◆ **INPUT MATERIAL**
╭──

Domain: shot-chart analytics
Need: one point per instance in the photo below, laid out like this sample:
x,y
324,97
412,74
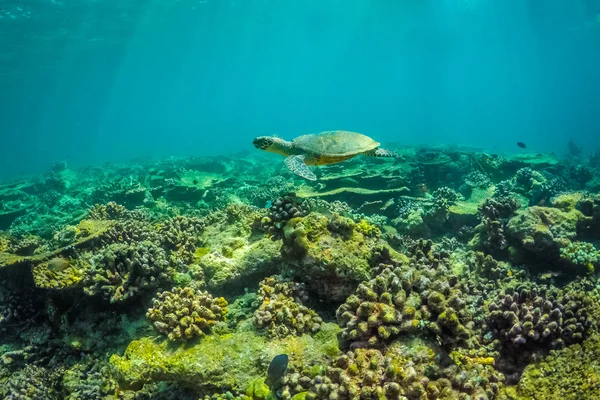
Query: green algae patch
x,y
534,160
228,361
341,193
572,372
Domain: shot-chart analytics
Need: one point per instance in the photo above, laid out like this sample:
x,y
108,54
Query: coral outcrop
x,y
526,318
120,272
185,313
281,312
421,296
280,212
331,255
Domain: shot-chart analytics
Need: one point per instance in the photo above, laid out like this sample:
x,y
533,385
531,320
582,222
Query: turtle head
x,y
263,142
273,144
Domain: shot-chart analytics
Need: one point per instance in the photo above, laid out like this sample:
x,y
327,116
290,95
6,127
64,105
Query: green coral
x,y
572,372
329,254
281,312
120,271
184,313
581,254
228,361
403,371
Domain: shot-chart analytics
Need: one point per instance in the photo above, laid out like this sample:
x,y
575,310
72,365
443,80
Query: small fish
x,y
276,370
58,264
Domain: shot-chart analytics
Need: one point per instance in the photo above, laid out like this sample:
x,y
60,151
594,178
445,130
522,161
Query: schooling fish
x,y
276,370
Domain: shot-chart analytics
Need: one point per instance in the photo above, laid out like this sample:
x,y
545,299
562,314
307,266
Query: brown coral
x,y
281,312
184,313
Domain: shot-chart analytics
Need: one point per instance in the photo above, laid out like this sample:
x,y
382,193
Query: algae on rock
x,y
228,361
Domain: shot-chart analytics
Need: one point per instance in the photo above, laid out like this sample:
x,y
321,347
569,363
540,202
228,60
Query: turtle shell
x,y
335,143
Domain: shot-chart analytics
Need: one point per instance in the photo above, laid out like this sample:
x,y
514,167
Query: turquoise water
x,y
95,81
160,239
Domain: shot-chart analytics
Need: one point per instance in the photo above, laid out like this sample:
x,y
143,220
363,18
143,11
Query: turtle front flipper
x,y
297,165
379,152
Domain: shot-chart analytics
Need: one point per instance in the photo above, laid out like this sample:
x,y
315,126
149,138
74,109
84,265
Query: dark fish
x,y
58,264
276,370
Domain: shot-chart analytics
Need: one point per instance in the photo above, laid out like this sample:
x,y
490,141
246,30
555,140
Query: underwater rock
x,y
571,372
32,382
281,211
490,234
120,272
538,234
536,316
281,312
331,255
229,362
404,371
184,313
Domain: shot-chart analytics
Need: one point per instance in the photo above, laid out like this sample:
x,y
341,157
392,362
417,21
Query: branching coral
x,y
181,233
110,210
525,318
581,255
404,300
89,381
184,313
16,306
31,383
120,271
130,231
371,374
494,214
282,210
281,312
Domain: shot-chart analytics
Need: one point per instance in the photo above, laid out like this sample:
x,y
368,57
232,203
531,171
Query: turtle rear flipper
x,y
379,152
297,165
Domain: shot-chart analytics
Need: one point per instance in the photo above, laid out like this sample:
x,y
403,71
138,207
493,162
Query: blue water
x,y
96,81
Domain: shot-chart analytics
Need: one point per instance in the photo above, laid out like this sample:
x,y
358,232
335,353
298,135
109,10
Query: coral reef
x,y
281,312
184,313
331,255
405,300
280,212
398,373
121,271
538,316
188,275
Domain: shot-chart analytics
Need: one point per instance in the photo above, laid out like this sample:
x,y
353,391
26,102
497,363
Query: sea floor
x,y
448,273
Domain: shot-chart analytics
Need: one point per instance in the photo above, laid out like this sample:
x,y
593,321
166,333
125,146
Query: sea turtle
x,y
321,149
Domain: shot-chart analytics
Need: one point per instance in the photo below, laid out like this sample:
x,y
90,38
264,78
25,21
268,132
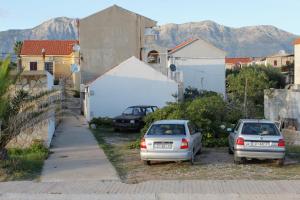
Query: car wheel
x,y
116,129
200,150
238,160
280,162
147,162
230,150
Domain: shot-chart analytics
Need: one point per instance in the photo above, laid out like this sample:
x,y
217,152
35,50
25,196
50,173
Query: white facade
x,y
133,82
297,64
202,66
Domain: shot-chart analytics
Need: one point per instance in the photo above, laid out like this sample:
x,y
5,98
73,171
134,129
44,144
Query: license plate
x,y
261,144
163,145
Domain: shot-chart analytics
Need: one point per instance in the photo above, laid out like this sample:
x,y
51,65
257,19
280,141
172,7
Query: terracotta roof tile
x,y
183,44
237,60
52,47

╰──

Restate the listing above word for word, and skip the pictures.

◆ **THE RESULT**
Domain: shot-chart analytics
Need: one point per instance in the photo below, laid out like this sample:
x,y
324,97
412,74
Query: green algae patch
x,y
534,160
228,361
341,193
572,372
Domain: shot-chart analytics
Need: one point per instance in the photo above, laid out like this sample:
x,y
108,54
Query: coral outcrop
x,y
526,318
120,272
185,313
281,312
421,296
280,212
331,255
Domain: shot-chart analytics
Need: one point per instance in the photo above, laid out like this sample:
x,y
533,385
531,320
582,222
Query: turtle head
x,y
263,142
273,144
Domain: shot-chart analytics
Need: one point per instance in the photo above, laid out like this sample:
x,y
327,116
290,95
6,127
64,105
Query: green coral
x,y
572,372
329,254
281,312
120,271
184,313
581,254
228,361
403,371
Domain: shot-chart analytics
Need: one point per instance in the photo above, laid out like this sample:
x,y
575,310
72,365
443,80
Query: small fish
x,y
276,370
58,264
Domain: shot-chart analytics
Need: one point per instance in the photo above, laid out like this sample:
x,y
60,151
594,178
445,130
522,161
Query: schooling fish
x,y
276,370
Domain: shot-chart analytics
Need: one point per instance in the photo above, laid out like this sample:
x,y
545,299
562,314
307,266
Query: brown coral
x,y
281,312
184,313
Domain: shot-chart analytics
Need: one point per instance in the photo above, laid out like this sample:
x,y
382,193
Query: algae on rock
x,y
228,361
Domain: shot-chart analytics
Need: one point per instance in the photo above, laid out like this sample:
x,y
321,347
569,363
540,202
228,60
Query: turtle shell
x,y
335,143
Domain: shot-chart analytics
Need: one point per instance in the photo above, laid out like this sample:
x,y
514,167
Query: turquoise water
x,y
95,81
160,239
Domain: shot-chart analytics
Need: one point per instance in the photo above, laid out like this sample:
x,y
143,220
363,18
143,11
Query: turtle front flipper
x,y
297,165
379,152
Domain: shot-chart analytics
Need: one point per instance in the photo above, laid out like this sample:
x,y
315,126
149,138
74,109
84,265
Query: dark fish
x,y
58,264
276,370
Domain: shot-chart analytics
Need: one point per instance in the photo above, laid out like this sample:
x,y
490,141
246,30
555,140
Query: underwater rock
x,y
571,372
32,382
281,211
490,234
120,272
538,234
536,316
281,312
331,255
229,362
404,371
184,313
Domain: shot-chart analytics
Need: one point per instance in the photo above, laid out like this sample:
x,y
341,157
392,362
417,21
Query: branching coral
x,y
181,233
110,210
525,318
581,255
404,300
89,381
184,313
16,306
31,383
120,271
130,231
371,374
494,214
282,210
281,312
Domain: shot-chart analytics
Need: one point per instance in the photo above, laid out like this sample:
x,y
368,57
232,203
531,171
Query: turtle rear flipper
x,y
379,152
297,165
Domain: shot-chart analytics
Need: one point per instance in the photo above, laid out like this sample:
x,y
403,71
138,207
493,162
Query: blue water
x,y
96,81
Domain: shot-chart analytics
Need: one point per instance in the photo above, laid out like this sample:
x,y
358,232
335,353
298,135
109,10
Query: coral reef
x,y
281,312
184,313
331,255
405,300
280,212
398,373
121,271
538,316
188,275
Domain: shot-chart analytics
Need: one point per instance in the photo above, laid out like this sample:
x,y
353,391
26,102
497,363
Query: sea floor
x,y
448,273
Domain: shot-chart analytics
Need: one point per instance in the photo above, laid out like this sample:
x,y
593,321
166,333
125,146
Query: sea turtle
x,y
321,149
Domain: shot-chart analytics
Need: one point per instance in the photo below, laid out like this sample:
x,y
90,38
264,78
25,21
268,132
Query: car wheel
x,y
116,129
200,150
238,160
280,162
147,162
230,150
Domain: shot-chart analytics
Need: one point per instance in the photo above, laid out like this sample:
x,y
217,152
35,50
25,196
50,173
Query: white facade
x,y
133,82
297,64
202,66
Domain: shot-chart analytics
Need: one point per instance in the photo above, laid out like this sample:
x,y
5,98
73,171
134,129
44,144
Query: license plate
x,y
261,144
163,145
Domain: shot-chart analytics
Need: one point per instance in the photo above, laid out like this sample:
x,y
51,65
257,19
280,141
172,7
Query: terracotta roof tile
x,y
183,44
237,60
52,47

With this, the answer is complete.